| WORK INSTRUCTIONS |
List every line in the items below that contains the word "crowd", copying each such line in full.

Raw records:
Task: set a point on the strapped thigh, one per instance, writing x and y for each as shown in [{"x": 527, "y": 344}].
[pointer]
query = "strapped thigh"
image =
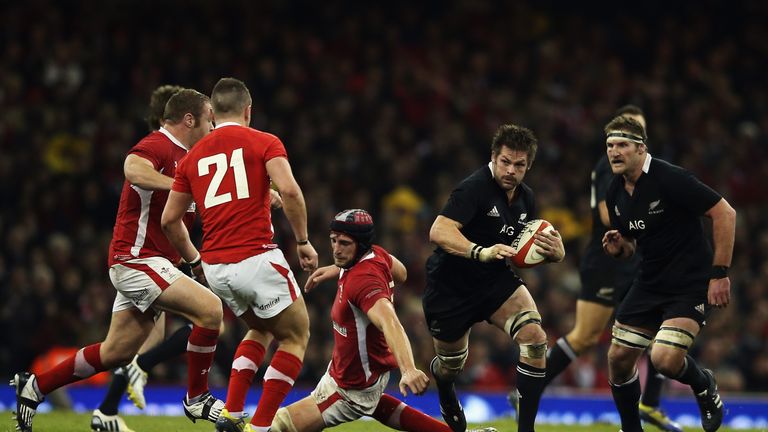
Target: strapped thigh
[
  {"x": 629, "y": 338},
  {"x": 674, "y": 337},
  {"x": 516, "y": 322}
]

---

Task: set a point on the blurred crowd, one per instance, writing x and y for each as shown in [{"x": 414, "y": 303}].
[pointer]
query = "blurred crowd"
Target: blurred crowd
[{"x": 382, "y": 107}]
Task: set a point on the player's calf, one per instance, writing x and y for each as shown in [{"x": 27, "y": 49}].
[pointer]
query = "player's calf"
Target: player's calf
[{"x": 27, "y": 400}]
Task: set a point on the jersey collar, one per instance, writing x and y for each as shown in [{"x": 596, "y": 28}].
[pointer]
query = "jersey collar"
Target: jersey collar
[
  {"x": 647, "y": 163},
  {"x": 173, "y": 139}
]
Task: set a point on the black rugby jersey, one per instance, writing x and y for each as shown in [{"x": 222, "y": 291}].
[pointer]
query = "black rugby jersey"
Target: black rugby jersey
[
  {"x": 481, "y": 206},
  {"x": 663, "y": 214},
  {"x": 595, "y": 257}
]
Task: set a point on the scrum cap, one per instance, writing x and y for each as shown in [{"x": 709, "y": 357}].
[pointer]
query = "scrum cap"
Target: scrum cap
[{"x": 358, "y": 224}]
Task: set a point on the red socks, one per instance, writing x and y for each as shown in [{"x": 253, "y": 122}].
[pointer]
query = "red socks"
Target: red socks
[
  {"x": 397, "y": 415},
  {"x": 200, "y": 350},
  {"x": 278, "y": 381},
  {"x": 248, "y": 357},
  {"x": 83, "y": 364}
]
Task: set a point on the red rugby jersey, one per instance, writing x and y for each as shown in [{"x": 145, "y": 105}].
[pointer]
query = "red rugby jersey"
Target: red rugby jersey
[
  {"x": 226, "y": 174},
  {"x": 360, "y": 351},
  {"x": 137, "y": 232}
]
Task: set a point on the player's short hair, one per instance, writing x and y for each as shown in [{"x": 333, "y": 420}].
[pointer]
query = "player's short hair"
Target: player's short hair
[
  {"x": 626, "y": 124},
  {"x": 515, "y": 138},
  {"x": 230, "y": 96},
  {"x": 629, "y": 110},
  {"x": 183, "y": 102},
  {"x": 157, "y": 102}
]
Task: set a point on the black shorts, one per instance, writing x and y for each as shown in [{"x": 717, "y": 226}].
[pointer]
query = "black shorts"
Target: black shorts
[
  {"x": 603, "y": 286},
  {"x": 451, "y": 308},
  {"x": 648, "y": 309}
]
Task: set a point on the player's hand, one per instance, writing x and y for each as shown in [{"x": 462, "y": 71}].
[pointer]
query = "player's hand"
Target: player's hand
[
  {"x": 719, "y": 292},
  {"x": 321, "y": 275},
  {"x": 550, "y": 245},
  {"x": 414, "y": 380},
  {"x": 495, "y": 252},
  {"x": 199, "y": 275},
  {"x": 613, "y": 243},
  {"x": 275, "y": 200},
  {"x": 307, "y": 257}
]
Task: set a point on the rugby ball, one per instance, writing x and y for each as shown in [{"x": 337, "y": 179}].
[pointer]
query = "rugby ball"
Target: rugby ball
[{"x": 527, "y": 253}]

| FINAL ANSWER |
Task: set a point on the blurred crowd, one per instance, writing x and y for each as shown in [{"x": 414, "y": 303}].
query = "blurred crowd"
Target: blurred crowd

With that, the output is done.